Task goal
Reproduce the part of the rows that opens with the line containing "target: street lamp" and closes with the line containing "M 376 222 L", swapping "rooftop statue" for "roof sculpture" and leaving everything else untouched.

Recorded information
+++

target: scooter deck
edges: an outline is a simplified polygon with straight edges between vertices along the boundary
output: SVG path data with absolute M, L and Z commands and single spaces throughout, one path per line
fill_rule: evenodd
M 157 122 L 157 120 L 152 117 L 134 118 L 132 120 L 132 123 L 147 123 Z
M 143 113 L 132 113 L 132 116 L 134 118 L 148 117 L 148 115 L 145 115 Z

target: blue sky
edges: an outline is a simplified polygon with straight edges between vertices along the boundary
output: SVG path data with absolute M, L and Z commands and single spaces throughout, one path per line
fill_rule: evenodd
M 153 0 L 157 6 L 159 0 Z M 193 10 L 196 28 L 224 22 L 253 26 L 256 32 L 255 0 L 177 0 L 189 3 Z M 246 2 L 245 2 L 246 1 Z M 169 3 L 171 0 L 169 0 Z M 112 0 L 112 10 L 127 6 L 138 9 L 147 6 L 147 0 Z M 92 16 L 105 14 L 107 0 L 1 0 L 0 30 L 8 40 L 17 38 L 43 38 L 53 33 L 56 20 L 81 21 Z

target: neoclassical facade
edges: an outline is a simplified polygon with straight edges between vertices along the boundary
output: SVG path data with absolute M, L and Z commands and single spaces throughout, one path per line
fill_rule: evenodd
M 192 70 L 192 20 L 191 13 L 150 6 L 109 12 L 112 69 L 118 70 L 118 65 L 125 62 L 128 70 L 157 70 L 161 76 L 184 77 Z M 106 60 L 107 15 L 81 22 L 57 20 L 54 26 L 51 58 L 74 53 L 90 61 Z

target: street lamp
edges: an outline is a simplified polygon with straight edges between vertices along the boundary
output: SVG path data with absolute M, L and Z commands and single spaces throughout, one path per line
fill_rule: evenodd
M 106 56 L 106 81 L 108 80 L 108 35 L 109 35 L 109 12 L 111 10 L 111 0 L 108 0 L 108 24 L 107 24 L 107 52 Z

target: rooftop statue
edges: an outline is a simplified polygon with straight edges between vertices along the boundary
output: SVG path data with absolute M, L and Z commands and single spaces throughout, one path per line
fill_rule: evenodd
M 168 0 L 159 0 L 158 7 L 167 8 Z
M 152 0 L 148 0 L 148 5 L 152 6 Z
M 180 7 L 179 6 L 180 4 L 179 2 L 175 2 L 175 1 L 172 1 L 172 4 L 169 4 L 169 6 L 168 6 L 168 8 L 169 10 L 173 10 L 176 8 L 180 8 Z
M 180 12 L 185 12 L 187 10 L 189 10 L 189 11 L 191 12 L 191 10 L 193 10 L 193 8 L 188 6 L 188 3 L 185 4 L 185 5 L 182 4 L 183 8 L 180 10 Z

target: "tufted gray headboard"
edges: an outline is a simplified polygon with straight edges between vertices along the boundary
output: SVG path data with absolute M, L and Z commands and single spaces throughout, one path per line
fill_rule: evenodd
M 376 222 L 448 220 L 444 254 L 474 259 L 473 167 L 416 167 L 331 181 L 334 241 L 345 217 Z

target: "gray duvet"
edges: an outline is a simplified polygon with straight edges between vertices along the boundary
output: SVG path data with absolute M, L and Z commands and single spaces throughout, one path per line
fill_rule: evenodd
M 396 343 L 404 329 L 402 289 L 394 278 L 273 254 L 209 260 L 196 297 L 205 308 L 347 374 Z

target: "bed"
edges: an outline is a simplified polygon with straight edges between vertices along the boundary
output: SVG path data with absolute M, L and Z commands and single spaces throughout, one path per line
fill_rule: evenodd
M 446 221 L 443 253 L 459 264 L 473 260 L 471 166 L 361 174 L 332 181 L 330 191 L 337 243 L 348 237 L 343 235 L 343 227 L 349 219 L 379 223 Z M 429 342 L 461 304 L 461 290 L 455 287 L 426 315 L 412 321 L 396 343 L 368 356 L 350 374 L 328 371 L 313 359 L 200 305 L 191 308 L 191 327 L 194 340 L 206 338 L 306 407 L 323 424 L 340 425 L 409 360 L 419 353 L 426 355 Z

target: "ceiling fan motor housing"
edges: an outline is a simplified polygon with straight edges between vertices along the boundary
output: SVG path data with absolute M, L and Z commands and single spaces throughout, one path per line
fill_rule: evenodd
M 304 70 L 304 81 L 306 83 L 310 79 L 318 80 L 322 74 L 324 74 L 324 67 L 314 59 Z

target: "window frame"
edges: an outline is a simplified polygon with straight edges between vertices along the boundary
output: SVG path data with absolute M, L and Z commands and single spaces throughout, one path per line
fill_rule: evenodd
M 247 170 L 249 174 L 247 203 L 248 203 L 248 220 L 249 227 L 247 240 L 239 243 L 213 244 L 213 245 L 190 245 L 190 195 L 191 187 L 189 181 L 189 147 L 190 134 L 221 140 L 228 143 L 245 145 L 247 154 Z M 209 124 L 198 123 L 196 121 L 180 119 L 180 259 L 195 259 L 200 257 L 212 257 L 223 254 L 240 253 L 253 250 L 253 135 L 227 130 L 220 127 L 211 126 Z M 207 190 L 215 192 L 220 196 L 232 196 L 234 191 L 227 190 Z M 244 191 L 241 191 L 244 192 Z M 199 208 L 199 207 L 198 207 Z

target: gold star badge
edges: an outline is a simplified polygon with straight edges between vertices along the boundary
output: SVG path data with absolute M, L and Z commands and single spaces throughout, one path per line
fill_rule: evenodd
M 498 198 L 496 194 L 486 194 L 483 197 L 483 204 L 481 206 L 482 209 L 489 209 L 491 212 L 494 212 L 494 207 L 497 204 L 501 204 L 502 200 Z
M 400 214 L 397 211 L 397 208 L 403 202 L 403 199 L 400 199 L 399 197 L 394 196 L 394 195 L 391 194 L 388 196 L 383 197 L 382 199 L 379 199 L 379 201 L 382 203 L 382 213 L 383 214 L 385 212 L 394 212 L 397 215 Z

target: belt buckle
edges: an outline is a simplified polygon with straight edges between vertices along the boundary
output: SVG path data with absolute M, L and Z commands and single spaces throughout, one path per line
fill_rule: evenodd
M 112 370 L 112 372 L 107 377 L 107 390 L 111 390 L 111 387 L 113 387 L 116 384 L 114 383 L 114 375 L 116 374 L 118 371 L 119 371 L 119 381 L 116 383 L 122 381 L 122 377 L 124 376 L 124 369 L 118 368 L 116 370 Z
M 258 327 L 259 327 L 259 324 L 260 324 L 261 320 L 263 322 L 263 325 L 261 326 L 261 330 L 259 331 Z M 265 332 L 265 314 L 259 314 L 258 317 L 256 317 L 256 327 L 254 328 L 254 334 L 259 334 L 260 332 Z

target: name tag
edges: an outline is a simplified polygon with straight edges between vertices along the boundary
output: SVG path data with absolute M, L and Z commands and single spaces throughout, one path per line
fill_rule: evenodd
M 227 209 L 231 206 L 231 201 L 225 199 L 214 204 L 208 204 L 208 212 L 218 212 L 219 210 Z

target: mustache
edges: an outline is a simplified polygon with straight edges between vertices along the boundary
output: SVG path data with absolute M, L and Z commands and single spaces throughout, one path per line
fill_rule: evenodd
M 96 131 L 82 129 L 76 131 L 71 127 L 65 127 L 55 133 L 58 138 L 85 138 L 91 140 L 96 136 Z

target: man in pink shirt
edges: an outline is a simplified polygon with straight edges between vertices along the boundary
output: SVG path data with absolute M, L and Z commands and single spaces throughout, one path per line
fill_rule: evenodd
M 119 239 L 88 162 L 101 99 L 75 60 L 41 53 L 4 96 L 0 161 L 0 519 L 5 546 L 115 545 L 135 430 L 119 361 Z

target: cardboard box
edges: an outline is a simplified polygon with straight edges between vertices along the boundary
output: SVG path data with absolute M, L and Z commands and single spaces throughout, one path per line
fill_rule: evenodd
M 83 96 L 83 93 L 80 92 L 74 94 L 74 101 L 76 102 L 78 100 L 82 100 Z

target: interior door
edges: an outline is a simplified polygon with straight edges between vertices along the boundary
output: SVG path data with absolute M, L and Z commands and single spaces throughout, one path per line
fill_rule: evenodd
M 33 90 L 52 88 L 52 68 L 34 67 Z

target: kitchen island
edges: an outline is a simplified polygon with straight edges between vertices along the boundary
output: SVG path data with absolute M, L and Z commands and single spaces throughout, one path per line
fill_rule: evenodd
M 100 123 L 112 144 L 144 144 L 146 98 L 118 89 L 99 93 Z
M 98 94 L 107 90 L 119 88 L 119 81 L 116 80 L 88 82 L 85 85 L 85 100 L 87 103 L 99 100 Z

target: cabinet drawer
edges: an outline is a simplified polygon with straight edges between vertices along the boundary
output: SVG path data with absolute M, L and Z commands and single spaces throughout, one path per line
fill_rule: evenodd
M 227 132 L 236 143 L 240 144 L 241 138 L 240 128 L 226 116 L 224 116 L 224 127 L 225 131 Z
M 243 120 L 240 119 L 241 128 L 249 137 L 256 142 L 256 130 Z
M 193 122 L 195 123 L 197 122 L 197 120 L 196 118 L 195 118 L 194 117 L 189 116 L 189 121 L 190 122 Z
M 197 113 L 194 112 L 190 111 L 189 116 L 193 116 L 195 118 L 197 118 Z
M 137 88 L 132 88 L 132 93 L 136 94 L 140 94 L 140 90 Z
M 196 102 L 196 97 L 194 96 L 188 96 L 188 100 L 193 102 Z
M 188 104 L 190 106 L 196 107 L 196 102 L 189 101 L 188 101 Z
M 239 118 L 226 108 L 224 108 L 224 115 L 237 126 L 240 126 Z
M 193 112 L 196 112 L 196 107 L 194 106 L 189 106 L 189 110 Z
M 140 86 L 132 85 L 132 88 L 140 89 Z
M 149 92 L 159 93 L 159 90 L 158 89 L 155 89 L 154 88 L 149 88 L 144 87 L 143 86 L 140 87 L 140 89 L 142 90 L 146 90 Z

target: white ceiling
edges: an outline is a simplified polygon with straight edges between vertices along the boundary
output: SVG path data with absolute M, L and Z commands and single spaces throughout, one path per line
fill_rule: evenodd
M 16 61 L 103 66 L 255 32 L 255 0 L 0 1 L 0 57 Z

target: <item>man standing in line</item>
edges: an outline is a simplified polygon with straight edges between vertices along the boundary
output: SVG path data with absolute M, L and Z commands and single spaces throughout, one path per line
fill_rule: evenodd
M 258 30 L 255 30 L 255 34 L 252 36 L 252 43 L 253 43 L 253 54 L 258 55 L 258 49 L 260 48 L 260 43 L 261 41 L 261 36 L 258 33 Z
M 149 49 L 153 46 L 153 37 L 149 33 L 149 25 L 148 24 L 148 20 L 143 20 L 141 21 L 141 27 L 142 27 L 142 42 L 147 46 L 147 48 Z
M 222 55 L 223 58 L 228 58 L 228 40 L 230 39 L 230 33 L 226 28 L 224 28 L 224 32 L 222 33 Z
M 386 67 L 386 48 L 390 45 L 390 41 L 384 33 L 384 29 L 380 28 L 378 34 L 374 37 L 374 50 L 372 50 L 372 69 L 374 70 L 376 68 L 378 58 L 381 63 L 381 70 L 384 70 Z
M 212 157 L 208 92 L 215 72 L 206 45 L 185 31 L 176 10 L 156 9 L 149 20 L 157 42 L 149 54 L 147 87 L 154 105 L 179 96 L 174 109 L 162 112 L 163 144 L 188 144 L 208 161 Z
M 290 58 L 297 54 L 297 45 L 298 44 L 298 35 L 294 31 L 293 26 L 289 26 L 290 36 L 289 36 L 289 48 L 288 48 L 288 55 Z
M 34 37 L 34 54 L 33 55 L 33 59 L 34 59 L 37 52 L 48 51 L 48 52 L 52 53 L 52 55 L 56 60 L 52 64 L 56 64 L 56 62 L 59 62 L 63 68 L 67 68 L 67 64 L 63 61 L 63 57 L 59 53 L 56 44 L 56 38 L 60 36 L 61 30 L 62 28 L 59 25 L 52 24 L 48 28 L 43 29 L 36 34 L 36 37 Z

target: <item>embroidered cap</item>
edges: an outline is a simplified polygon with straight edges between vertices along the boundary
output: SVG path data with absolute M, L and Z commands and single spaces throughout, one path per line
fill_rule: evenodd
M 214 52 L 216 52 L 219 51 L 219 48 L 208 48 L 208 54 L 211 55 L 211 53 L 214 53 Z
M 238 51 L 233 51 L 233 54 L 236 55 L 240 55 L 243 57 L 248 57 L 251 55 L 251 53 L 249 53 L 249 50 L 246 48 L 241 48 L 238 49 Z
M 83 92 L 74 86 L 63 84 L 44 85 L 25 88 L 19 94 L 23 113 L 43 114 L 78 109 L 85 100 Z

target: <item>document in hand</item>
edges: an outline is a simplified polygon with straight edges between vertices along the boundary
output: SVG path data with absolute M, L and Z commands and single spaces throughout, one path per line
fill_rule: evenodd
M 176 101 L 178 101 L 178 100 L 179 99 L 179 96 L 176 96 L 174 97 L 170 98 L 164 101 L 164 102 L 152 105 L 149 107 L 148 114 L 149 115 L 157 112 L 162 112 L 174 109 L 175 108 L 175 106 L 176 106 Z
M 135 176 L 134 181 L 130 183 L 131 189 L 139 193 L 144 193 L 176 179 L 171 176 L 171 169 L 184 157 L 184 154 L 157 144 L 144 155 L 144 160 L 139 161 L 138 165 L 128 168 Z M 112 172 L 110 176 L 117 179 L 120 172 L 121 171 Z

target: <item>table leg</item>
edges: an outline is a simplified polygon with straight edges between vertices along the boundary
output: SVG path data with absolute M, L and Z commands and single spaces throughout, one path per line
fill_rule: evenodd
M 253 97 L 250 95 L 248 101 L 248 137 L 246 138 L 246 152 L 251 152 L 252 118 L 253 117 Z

+++

Correct answer
target: street lamp
edges: an outline is a simplified polygon with straight edges between vertices along the boundary
output: SVG path data with absolute M, L and Z commands and single spaces throughout, one path per line
fill_rule: evenodd
M 106 56 L 106 81 L 108 80 L 108 35 L 109 35 L 109 12 L 111 10 L 111 0 L 108 0 L 108 24 L 107 24 L 107 52 Z

target: roof sculpture
edges: an outline is a simplified polygon with straight edges between vertices along the boundary
output: SVG path data with absolute M, L and Z commands and single spaces throughout, one path per line
fill_rule: evenodd
M 168 0 L 159 0 L 158 7 L 167 8 Z
M 152 0 L 148 0 L 148 5 L 152 6 Z
M 180 7 L 179 6 L 180 4 L 179 2 L 175 2 L 175 1 L 172 1 L 172 4 L 169 4 L 169 6 L 168 6 L 168 8 L 169 10 L 173 10 L 176 8 L 180 8 Z
M 180 12 L 185 12 L 187 10 L 189 10 L 189 11 L 191 12 L 191 10 L 193 10 L 193 8 L 188 6 L 188 3 L 185 4 L 185 5 L 182 4 L 183 8 L 180 10 Z

target: "tufted gray headboard"
edges: an outline is a simplified polygon with straight edges between vertices along the boundary
output: SVG path data with absolute M, L and Z commands and single spaces throughout, one path per line
fill_rule: evenodd
M 376 222 L 448 220 L 444 254 L 474 259 L 473 167 L 416 167 L 331 181 L 334 241 L 345 217 Z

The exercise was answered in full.